-- start of Task inputs --
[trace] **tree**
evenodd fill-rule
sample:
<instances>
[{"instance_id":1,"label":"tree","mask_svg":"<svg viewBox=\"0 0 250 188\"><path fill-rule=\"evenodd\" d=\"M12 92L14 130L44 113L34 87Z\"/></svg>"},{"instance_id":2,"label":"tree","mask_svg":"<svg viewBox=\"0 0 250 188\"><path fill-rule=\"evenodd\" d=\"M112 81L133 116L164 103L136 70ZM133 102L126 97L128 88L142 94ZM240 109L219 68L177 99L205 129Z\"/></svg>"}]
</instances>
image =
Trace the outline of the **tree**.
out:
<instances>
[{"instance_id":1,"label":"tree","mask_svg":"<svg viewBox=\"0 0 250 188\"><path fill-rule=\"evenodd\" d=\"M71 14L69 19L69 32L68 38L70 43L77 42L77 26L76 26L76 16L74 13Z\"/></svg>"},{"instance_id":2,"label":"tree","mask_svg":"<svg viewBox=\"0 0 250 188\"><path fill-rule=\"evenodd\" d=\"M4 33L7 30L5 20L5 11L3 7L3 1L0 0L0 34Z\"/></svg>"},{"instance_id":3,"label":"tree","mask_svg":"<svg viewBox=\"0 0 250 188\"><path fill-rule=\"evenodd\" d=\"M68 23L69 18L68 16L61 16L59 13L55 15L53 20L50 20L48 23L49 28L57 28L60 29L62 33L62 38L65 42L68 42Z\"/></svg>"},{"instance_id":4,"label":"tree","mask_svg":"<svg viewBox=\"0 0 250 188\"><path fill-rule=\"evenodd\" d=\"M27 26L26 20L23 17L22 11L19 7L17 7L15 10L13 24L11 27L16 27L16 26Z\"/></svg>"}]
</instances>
-- end of Task inputs --
§ **Problem description**:
Rewrite the item above as a two-column CSV with a header row of `input` and `output`. Give one row per item, put its text and its answer each in a single quoted field, and turn every line break into a space.

§ **The reply**:
input,output
"[trace] **tree** evenodd fill-rule sample: <instances> [{""instance_id"":1,""label"":""tree"",""mask_svg"":""<svg viewBox=\""0 0 250 188\""><path fill-rule=\""evenodd\"" d=\""M12 92L14 130L44 113L34 87Z\""/></svg>""},{""instance_id"":2,""label"":""tree"",""mask_svg"":""<svg viewBox=\""0 0 250 188\""><path fill-rule=\""evenodd\"" d=\""M112 81L133 116L164 103L136 70ZM133 102L126 97L128 88L142 94ZM240 109L219 68L177 99L205 129Z\""/></svg>""}] </instances> image = Trace the outline of the **tree**. out:","<instances> [{""instance_id"":1,""label"":""tree"",""mask_svg"":""<svg viewBox=\""0 0 250 188\""><path fill-rule=\""evenodd\"" d=\""M71 14L69 19L69 32L68 38L70 43L77 42L77 26L76 26L76 16L74 13Z\""/></svg>""},{""instance_id"":2,""label"":""tree"",""mask_svg"":""<svg viewBox=\""0 0 250 188\""><path fill-rule=\""evenodd\"" d=\""M4 33L7 30L5 20L5 11L3 7L3 1L0 0L0 34Z\""/></svg>""},{""instance_id"":3,""label"":""tree"",""mask_svg"":""<svg viewBox=\""0 0 250 188\""><path fill-rule=\""evenodd\"" d=\""M68 23L69 18L68 16L61 16L59 13L55 15L53 20L50 20L48 23L49 28L57 28L60 29L62 33L62 38L65 42L68 42Z\""/></svg>""},{""instance_id"":4,""label"":""tree"",""mask_svg"":""<svg viewBox=\""0 0 250 188\""><path fill-rule=\""evenodd\"" d=\""M27 26L26 20L23 17L22 11L19 7L17 7L15 10L13 24L11 27L16 27L16 26Z\""/></svg>""}] </instances>"